[Prompt 1] In the records, replace "rough mask" with "draft mask" and change nothing else. Start at the beginning of the records and stop after the line containing "174L236 170L213 175L219", leaving the pictures out of your answer.

[Provided text]

Autumn in Aomori | The North’s Breathtaking Fall Foliage

A leaf is held up against Aomori Prefecture's Lake Towada during the months of autumn

It’s no real secret that my favorite time of year in Japan is autumn. After all, I have been hammering this point almost daily now on social media. While spring may have its cherry blossoms and summer its festivals, these celebrations simply cannot hold a candle to fall. Not only are temperatures far more bearable than they are in July and August (a popular time to visit) but the entirety of the country comes alive with vibrant hues of red, yellow, and orange. Unbeknownst to many a poor soul who thinks that the cherry blossoms are the pinnacle of Japan’s natural beauty, the turning leaves of autumn are a treat worthy of divinity.

While all of Japan is indeed absolutely breathtaking in autumn, the proximity of many popular sites to civilization can often interfere with one’s experience of the great outdoors. Luckily, this can easily be rectified by simply getting away from the likes of Tokyo, Kyoto, and Osaka and heading out into the rural prefectures. In recent years, Nikko has been a perennial favorite of mine but I’ve done the place to death already. So, when the powers that be invited me up to Aomori to see what the prefecture has in store for autumn attractions, you better believe that I was chomping at the bit to go.

[Prompt 2] According to the article on autumn in Aomori, which place has been a perennial favorite of the writer in recent years?

[Data supplied]
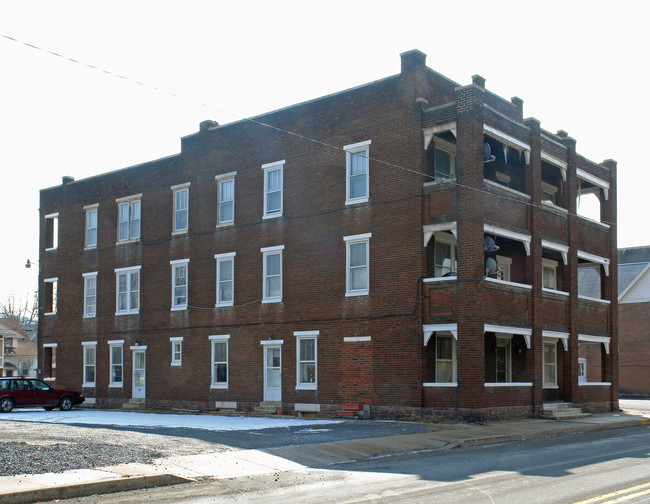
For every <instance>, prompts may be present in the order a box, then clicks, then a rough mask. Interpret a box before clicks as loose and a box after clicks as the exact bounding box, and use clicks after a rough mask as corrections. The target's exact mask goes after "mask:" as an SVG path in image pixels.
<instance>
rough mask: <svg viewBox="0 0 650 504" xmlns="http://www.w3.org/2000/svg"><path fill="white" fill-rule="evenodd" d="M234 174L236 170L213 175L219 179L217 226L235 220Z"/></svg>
mask: <svg viewBox="0 0 650 504" xmlns="http://www.w3.org/2000/svg"><path fill="white" fill-rule="evenodd" d="M235 175H237V172H232V173H227V174H225V175H217V176H216V177H215V178H216V179H217V180H218V181H219V210H218V211H219V215H218V216H217V225H219V226H221V225H227V224H232V223H234V222H235Z"/></svg>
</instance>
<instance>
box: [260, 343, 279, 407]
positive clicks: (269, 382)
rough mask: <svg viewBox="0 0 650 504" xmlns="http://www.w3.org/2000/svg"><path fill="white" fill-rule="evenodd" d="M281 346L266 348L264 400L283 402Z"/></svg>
mask: <svg viewBox="0 0 650 504" xmlns="http://www.w3.org/2000/svg"><path fill="white" fill-rule="evenodd" d="M281 348H282V347H280V346H267V347H265V348H264V400H265V401H281V400H282V368H281V365H282V358H281Z"/></svg>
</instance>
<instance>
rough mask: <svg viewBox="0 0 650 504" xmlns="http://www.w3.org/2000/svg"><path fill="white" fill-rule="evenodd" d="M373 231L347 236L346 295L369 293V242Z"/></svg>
mask: <svg viewBox="0 0 650 504" xmlns="http://www.w3.org/2000/svg"><path fill="white" fill-rule="evenodd" d="M371 237H372V233H366V234H362V235H354V236H346V237H344V238H343V240H344V241H345V243H346V271H347V273H346V293H345V295H346V296H363V295H366V294H368V293H369V262H370V257H369V244H370V238H371Z"/></svg>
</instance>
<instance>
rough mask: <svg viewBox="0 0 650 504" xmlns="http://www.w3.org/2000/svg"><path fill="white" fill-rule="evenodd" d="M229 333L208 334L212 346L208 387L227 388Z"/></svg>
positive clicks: (227, 386) (215, 387)
mask: <svg viewBox="0 0 650 504" xmlns="http://www.w3.org/2000/svg"><path fill="white" fill-rule="evenodd" d="M229 339H230V335H229V334H220V335H214V336H210V343H211V346H212V384H211V386H210V388H228V340H229Z"/></svg>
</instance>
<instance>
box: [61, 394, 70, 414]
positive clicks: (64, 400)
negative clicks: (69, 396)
mask: <svg viewBox="0 0 650 504" xmlns="http://www.w3.org/2000/svg"><path fill="white" fill-rule="evenodd" d="M59 409H60V410H61V411H70V410H71V409H72V399H70V398H69V397H68V396H65V397H62V398H61V400H60V401H59Z"/></svg>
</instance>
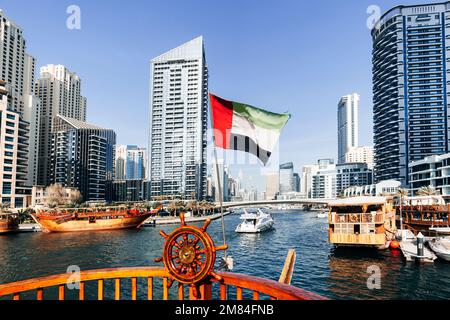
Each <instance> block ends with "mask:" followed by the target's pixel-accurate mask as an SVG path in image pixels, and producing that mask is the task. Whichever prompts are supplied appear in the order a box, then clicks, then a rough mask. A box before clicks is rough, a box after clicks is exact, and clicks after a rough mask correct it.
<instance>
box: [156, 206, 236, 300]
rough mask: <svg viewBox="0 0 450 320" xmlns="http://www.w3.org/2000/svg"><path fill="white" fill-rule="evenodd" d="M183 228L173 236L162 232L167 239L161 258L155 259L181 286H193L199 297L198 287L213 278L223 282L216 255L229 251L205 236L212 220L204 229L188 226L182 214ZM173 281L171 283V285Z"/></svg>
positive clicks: (181, 221) (164, 238)
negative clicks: (214, 269) (190, 285)
mask: <svg viewBox="0 0 450 320" xmlns="http://www.w3.org/2000/svg"><path fill="white" fill-rule="evenodd" d="M180 221H181V226H180V227H178V228H176V229H175V230H174V231H173V232H172V233H171V234H170V235H168V234H166V233H165V232H164V231H160V234H161V236H163V237H164V239H165V243H164V249H163V256H162V258H158V259H155V261H157V262H161V261H162V262H164V265H165V267H166V269H167V270H168V272H169V274H170V276H171V278H172V279H173V280H175V281H178V282H179V283H182V284H188V285H191V287H192V288H193V289H194V290H193V292H194V295H196V294H197V292H198V291H197V289H196V287H197V284H198V283H200V282H202V281H203V280H205V279H206V278H208V277H210V276H212V277H214V278H216V279H217V280H218V281H221V280H222V278H221V277H220V276H219V275H217V274H216V273H215V272H214V271H213V268H214V263H215V261H216V251H218V250H226V249H227V248H228V246H227V245H223V246H218V247H216V246H215V245H214V241H213V240H212V238H211V236H210V235H209V234H208V232H206V229H207V228H208V226H209V224H210V223H211V220H209V219H208V220H206V221H205V224H204V226H203V227H202V228H198V227H195V226H187V225H186V223H185V220H184V214H183V213H182V214H180ZM173 280H172V281H171V282H170V285H171V284H172V282H173Z"/></svg>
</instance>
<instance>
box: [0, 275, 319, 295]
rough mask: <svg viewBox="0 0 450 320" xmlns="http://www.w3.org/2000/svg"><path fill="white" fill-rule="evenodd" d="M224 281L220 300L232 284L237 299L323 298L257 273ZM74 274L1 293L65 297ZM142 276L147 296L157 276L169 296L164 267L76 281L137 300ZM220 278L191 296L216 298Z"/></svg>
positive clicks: (204, 286)
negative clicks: (105, 287)
mask: <svg viewBox="0 0 450 320" xmlns="http://www.w3.org/2000/svg"><path fill="white" fill-rule="evenodd" d="M218 274H219V275H220V276H221V277H222V278H223V281H222V282H220V285H219V286H220V292H219V294H218V295H219V297H220V299H221V300H227V299H228V298H229V292H230V290H229V289H230V288H236V299H237V300H242V299H243V297H244V295H243V290H247V291H250V292H251V293H252V298H253V299H254V300H259V299H260V297H261V295H265V296H267V297H268V298H271V299H279V300H323V299H324V298H323V297H321V296H319V295H316V294H314V293H311V292H308V291H305V290H302V289H299V288H296V287H293V286H290V285H287V284H283V283H279V282H276V281H273V280H268V279H262V278H258V277H253V276H248V275H242V274H235V273H230V272H219V273H218ZM73 276H74V275H73V274H70V273H66V274H60V275H54V276H48V277H41V278H35V279H30V280H24V281H19V282H14V283H9V284H3V285H0V297H2V296H12V298H13V300H20V298H21V294H23V293H25V292H30V291H31V292H32V291H35V292H36V300H43V299H44V295H45V290H44V289H47V288H52V287H57V288H58V299H59V300H65V298H66V296H65V291H66V290H65V288H66V284H67V283H71V284H73ZM140 278H143V279H146V280H147V294H146V298H147V299H148V300H153V299H154V294H153V293H154V290H153V289H154V288H153V287H154V279H155V278H159V279H162V293H163V294H162V299H163V300H168V299H169V291H170V289H171V288H170V287H169V274H168V272H167V271H166V269H164V268H160V267H136V268H117V269H99V270H89V271H81V272H80V273H79V274H78V275H77V282H79V285H80V286H79V296H78V298H79V300H84V299H85V291H86V290H85V288H86V283H87V282H97V299H98V300H103V299H104V297H105V285H104V281H105V280H113V281H114V299H116V300H120V299H126V298H131V300H137V298H138V285H137V283H138V279H140ZM124 279H131V292H130V293H128V295H127V297H123V296H122V295H121V284H122V281H123V280H124ZM211 281H212V282H217V281H216V280H215V279H214V278H211V280H210V281H206V282H204V283H203V284H202V285H200V288H199V289H200V290H199V291H200V296H199V297H197V298H195V297H194V294H193V292H192V289H190V290H189V299H191V300H196V299H201V300H211V299H212V298H213V292H212V289H213V283H212V282H211ZM172 290H177V292H178V296H177V297H178V299H179V300H184V299H185V296H184V286H183V285H182V284H178V286H175V285H174V286H173V287H172Z"/></svg>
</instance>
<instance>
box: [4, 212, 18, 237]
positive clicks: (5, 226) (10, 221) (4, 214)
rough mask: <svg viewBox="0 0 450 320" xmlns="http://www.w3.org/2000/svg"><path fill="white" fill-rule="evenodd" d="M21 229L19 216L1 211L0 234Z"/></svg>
mask: <svg viewBox="0 0 450 320" xmlns="http://www.w3.org/2000/svg"><path fill="white" fill-rule="evenodd" d="M18 230H19V216H18V215H17V214H14V213H5V212H2V213H0V234H2V233H10V232H16V231H18Z"/></svg>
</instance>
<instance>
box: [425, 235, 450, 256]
mask: <svg viewBox="0 0 450 320" xmlns="http://www.w3.org/2000/svg"><path fill="white" fill-rule="evenodd" d="M428 245H429V246H430V248H431V250H433V251H434V253H436V255H437V256H438V257H439V258H441V259H443V260H445V261H449V262H450V238H448V237H436V238H435V239H433V240H430V241H428Z"/></svg>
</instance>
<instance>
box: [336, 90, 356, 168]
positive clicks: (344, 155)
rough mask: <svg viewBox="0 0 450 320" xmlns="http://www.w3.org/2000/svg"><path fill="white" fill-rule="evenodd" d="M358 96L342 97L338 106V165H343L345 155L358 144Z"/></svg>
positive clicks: (344, 161) (352, 95) (348, 96)
mask: <svg viewBox="0 0 450 320" xmlns="http://www.w3.org/2000/svg"><path fill="white" fill-rule="evenodd" d="M358 112H359V95H358V94H356V93H354V94H350V95H346V96H343V97H342V98H341V100H340V101H339V104H338V163H345V153H347V152H348V151H349V150H350V149H351V148H354V147H357V146H358V144H359V141H358V140H359V136H358V135H359V118H358Z"/></svg>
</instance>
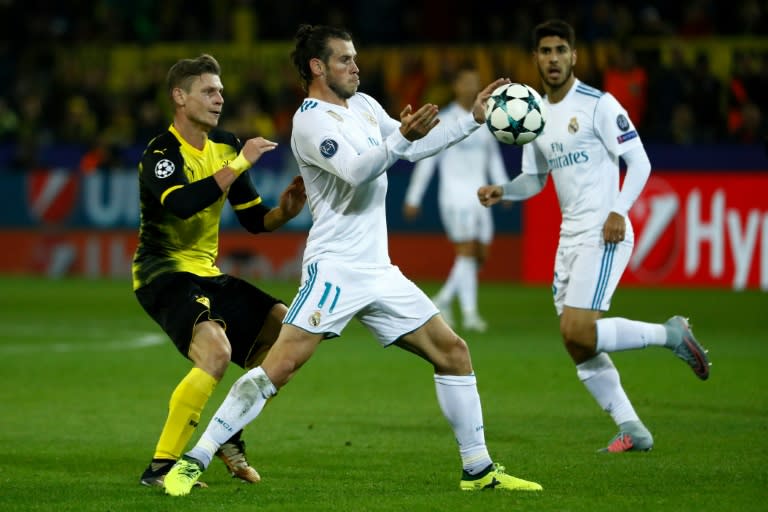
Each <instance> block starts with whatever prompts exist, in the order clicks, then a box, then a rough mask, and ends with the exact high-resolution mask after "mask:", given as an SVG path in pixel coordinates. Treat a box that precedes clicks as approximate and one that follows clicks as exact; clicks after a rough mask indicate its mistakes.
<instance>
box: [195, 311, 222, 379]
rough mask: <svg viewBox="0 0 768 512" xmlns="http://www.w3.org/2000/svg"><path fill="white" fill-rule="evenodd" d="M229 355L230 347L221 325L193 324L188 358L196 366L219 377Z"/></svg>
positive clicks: (204, 323) (217, 376)
mask: <svg viewBox="0 0 768 512" xmlns="http://www.w3.org/2000/svg"><path fill="white" fill-rule="evenodd" d="M211 324H213V325H211ZM231 357H232V347H231V346H230V344H229V339H228V338H227V335H226V334H225V333H224V329H222V328H221V326H219V325H218V324H216V323H215V322H202V323H200V324H198V325H196V326H195V330H194V332H193V335H192V342H191V343H190V345H189V358H190V359H191V360H192V361H193V362H194V363H195V364H196V365H197V366H199V367H201V368H203V369H204V370H206V371H207V372H209V373H210V374H211V375H213V376H214V377H218V378H221V376H223V375H224V372H225V371H226V369H227V366H228V365H229V362H230V359H231Z"/></svg>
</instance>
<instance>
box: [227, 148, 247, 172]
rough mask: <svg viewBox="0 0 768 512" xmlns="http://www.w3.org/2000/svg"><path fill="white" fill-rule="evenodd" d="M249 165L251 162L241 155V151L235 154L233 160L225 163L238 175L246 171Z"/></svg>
mask: <svg viewBox="0 0 768 512" xmlns="http://www.w3.org/2000/svg"><path fill="white" fill-rule="evenodd" d="M250 166H251V162H249V161H248V159H246V158H245V157H244V156H243V153H240V154H239V155H237V157H235V159H234V160H232V161H231V162H229V163H228V164H227V167H229V168H230V169H232V170H233V171H235V174H236V175H238V176H240V175H241V174H243V173H244V172H245V171H247V170H248V168H249V167H250Z"/></svg>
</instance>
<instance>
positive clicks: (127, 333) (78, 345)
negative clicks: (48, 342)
mask: <svg viewBox="0 0 768 512" xmlns="http://www.w3.org/2000/svg"><path fill="white" fill-rule="evenodd" d="M31 330H33V329H30V331H31ZM96 331H98V333H97V332H96ZM46 332H47V335H48V337H50V339H51V341H50V342H49V343H23V342H22V343H20V341H23V338H24V337H25V336H23V335H21V336H19V335H18V333H17V335H16V336H14V335H13V333H11V334H10V336H8V334H9V333H8V332H6V333H5V334H4V336H3V337H2V338H0V354H25V353H39V352H59V353H70V352H93V351H100V352H109V351H121V350H136V349H141V348H144V347H151V346H154V345H160V344H161V343H166V342H168V338H167V336H165V335H164V334H162V333H146V332H144V333H142V332H132V333H131V332H120V333H119V334H117V335H116V336H114V335H113V336H110V334H109V333H107V332H106V331H105V330H104V329H87V330H80V332H79V334H80V335H79V336H78V335H76V334H75V333H74V332H69V333H66V334H64V333H61V332H60V331H59V330H58V329H51V328H50V327H49V328H48V329H46ZM51 334H53V335H51ZM62 334H64V335H62ZM27 336H29V333H27ZM35 337H36V338H37V337H39V336H35ZM62 339H68V340H78V341H76V342H63V341H60V340H62ZM11 340H13V341H12V342H11V343H8V342H9V341H11Z"/></svg>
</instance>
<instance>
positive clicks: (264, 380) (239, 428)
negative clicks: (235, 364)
mask: <svg viewBox="0 0 768 512" xmlns="http://www.w3.org/2000/svg"><path fill="white" fill-rule="evenodd" d="M276 393H277V389H276V388H275V386H274V385H273V384H272V381H270V380H269V377H267V374H266V373H264V370H263V369H262V368H261V366H257V367H256V368H253V369H251V370H249V371H248V372H247V373H245V374H244V375H243V376H242V377H240V378H239V379H237V380H236V381H235V383H234V384H232V387H231V388H229V393H227V397H226V398H225V399H224V401H223V402H222V403H221V406H219V409H218V410H217V411H216V414H214V415H213V418H211V421H210V422H209V423H208V427H206V429H205V432H203V435H202V436H200V440H199V441H198V442H197V444H196V445H195V446H194V448H192V449H191V450H190V451H188V452H187V455H188V456H190V457H194V458H195V459H197V460H199V461H200V462H202V463H203V467H206V468H207V467H208V465H209V464H210V463H211V460H212V459H213V456H214V454H215V453H216V450H218V449H219V447H220V446H221V445H222V444H224V443H225V442H226V441H227V439H229V438H230V437H232V435H233V434H234V433H235V432H238V431H239V430H241V429H242V428H243V427H245V426H246V425H247V424H248V423H250V422H251V421H252V420H253V419H254V418H256V416H258V415H259V413H260V412H261V410H262V409H263V408H264V404H266V403H267V400H268V399H269V398H270V397H271V396H274V395H275V394H276Z"/></svg>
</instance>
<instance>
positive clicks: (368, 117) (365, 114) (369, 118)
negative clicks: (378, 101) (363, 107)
mask: <svg viewBox="0 0 768 512" xmlns="http://www.w3.org/2000/svg"><path fill="white" fill-rule="evenodd" d="M363 117H365V119H366V120H367V121H368V122H369V123H371V124H372V125H373V126H376V125H377V124H378V123H377V122H376V118H375V117H373V114H371V113H370V112H363Z"/></svg>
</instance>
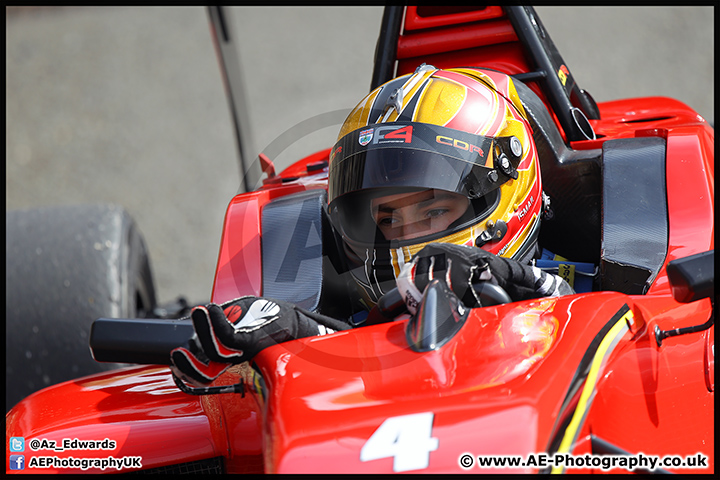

[Response area 1]
For every <instance>, prompts may be present in the order a box, then clicks, then a draft mask. Interpret a box before clicks as loose and a box after clicks as the exact bounding box, and use clicks after a draft mask as corrections. The target's exact mask goes after "mask:" as an SVG path in image pixels.
<instance>
draft mask: <svg viewBox="0 0 650 504" xmlns="http://www.w3.org/2000/svg"><path fill="white" fill-rule="evenodd" d="M234 174L236 170L213 175L219 179L217 226L235 220Z"/></svg>

[Response area 2] Nikko